■ **Supplied text**:

╔══

Many liberal minded people believe that women and gay men are natural allies. I don’t see how gay men are any more feminist than liberal-minded heterosexual men. If anything, I feel comfortable saying that they both are equally sexist/misogynist. It is just their sexism is  manifested in different ways.

Of course Donald Trump was not going to strip Miss California of her title, Donald Trump is a patriarch. In other words, he is a sexist. Without examining his personal life, one just has to watch him interact with female apprentice candidates on that stupid show he used to peacock about to determine what he thinks of women.

Since all the players have been white and/or white identified (if you want to get nit-picky about exactly what Perez Hilton may or may not be, he is white-identified, thus white for this deconstruction), racism and classism cannot distract you from seeing the clear cut sexist facts in this latest manufactured drama.

Donald Trump hates women. He demonstrates this by being head poo-bah in charge of the of the let’s view women as fuckable brigade. In his world, women are objects for male pleasure. Female value is determined by which woman is most feminine/the most fuckable. By Trump’s rulebook, Miss California did absolutely nothing wrong. Breast implants are to the benefit of men. Posing nude or partially nude is to the benefit of men. Competing in a pageant that sanctions the parading of a female body is to the benefit of men. Advocating heterosexual marriage is to the benefit of men. As a woman in the patriarchy, Miss California did her duty to the best of her ability.

Perez Hilton hates women. He demonstrates this by making money off celebrity gossip, –the very industry that unapologetically view women as fuckable objects. (He exploits the popularity of Paris Hilton’s name, FFS.  His real name is Mario Armando Lavandeira ). Perez Hilton homosexuality does not make him an automatic  ally to women. He uses misogyny to further his agenda; the gay males should have equal access to exploiting women as heterosexual males do agenda. Yes, some could argue that the use of word gay is meant to include lesbians, but, in reality, we all know the Perez Hiltons’ of the world only care about gay men. And some can stretch what I am saying and claim it is anti-gay. Not at all. Perez Hilton simply wants to be equal to heterosexual men, and if that goal is achieved at the expense of women, so be it.

╚══

■ **Raw records**:
╔══

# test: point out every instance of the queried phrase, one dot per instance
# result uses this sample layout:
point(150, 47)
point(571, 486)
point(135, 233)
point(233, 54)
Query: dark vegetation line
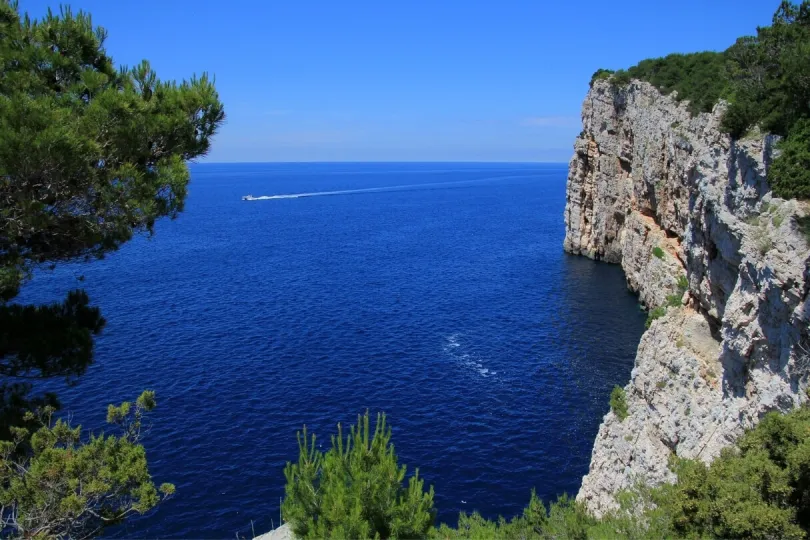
point(92, 154)
point(766, 80)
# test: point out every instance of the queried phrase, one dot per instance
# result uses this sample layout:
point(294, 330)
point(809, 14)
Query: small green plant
point(763, 241)
point(656, 313)
point(618, 402)
point(803, 223)
point(356, 489)
point(601, 74)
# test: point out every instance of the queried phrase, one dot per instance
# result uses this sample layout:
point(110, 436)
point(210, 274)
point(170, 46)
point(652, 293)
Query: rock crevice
point(647, 174)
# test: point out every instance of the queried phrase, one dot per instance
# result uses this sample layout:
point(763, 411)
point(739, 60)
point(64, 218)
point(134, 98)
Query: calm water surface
point(438, 293)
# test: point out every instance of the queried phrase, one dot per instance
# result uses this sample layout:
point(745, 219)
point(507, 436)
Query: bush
point(765, 78)
point(356, 489)
point(656, 313)
point(760, 488)
point(789, 174)
point(618, 402)
point(601, 74)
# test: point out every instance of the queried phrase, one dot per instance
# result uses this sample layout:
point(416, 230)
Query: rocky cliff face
point(647, 174)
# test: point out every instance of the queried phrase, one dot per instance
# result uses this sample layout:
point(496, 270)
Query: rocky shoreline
point(647, 174)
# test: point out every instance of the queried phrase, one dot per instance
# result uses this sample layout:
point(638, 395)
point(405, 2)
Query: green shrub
point(356, 489)
point(803, 223)
point(789, 174)
point(618, 402)
point(656, 313)
point(765, 78)
point(601, 74)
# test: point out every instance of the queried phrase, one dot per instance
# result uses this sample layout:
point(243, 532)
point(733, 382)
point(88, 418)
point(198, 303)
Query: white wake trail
point(378, 189)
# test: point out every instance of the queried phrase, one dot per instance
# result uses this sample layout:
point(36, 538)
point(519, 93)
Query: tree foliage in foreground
point(56, 484)
point(766, 80)
point(90, 154)
point(356, 489)
point(760, 488)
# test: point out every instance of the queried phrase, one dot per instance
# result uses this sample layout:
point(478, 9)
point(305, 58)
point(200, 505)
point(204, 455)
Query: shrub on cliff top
point(766, 80)
point(654, 314)
point(618, 402)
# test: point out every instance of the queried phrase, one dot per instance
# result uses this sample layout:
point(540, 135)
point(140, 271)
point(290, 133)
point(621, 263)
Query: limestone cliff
point(647, 174)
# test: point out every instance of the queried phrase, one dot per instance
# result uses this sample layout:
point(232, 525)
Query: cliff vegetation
point(764, 78)
point(759, 488)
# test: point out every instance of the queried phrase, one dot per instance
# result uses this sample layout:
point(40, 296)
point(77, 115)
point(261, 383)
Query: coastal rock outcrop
point(668, 195)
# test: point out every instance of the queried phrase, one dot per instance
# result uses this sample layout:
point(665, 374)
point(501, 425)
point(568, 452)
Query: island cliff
point(648, 174)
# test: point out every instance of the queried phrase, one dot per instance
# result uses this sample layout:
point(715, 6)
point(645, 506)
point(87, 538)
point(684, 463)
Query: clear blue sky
point(496, 80)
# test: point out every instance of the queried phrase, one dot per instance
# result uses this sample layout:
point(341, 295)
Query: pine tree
point(90, 155)
point(356, 489)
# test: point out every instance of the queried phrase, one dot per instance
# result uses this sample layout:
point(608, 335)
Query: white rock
point(647, 174)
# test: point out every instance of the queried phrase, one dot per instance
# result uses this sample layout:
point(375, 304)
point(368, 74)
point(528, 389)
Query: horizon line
point(376, 161)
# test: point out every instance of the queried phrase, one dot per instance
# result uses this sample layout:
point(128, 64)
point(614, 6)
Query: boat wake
point(466, 359)
point(384, 189)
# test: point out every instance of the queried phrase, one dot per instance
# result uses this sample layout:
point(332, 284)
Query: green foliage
point(90, 154)
point(766, 80)
point(62, 486)
point(654, 314)
point(789, 174)
point(757, 490)
point(601, 74)
point(618, 402)
point(695, 77)
point(356, 489)
point(803, 223)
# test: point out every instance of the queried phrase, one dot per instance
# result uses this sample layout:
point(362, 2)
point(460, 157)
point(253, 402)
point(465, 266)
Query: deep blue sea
point(437, 293)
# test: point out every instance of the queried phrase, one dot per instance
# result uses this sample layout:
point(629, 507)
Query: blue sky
point(410, 80)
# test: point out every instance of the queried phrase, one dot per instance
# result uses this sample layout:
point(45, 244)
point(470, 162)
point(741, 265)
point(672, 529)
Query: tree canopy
point(766, 80)
point(758, 488)
point(90, 155)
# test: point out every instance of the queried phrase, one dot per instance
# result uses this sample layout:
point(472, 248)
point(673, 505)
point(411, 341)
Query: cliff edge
point(647, 174)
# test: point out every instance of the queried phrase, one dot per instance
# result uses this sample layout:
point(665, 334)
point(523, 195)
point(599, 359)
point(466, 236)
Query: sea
point(437, 293)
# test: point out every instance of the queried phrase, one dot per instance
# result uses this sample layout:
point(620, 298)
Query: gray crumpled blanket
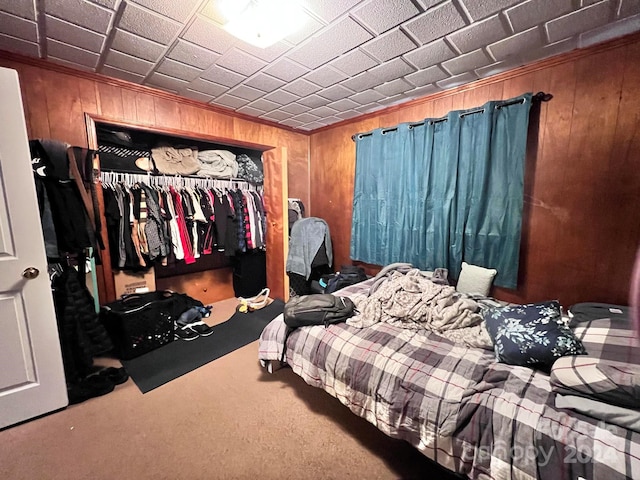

╚══

■ **To be done**: Reproduce the passage of the opinion piece on Donald Trump and Perez Hilton between "Since all the" and "latest manufactured drama.", inclusive.

■ **Response below**:
Since all the players have been white and/or white identified (if you want to get nit-picky about exactly what Perez Hilton may or may not be, he is white-identified, thus white for this deconstruction), racism and classism cannot distract you from seeing the clear cut sexist facts in this latest manufactured drama.